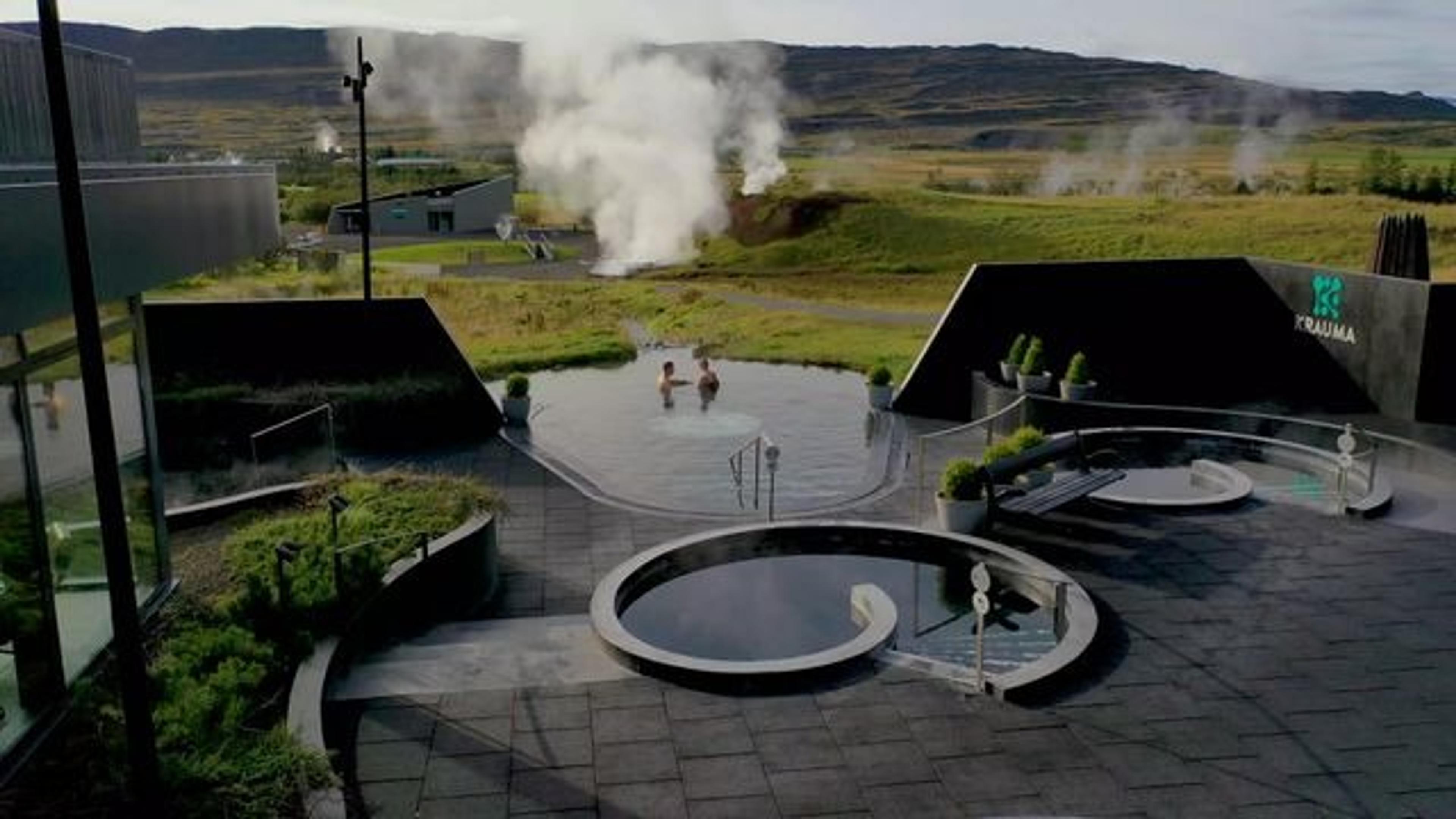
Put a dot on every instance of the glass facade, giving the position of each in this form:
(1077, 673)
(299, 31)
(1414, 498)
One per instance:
(55, 607)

=-=-=

▸ **WORK TASK**
Reproduce each entry exactly as given; no pictures, please.

▸ **RESPONSE BELOW**
Put a dot on every instance of the glass facade, giving the position of each in this form:
(1077, 673)
(299, 31)
(1414, 498)
One per instance:
(55, 607)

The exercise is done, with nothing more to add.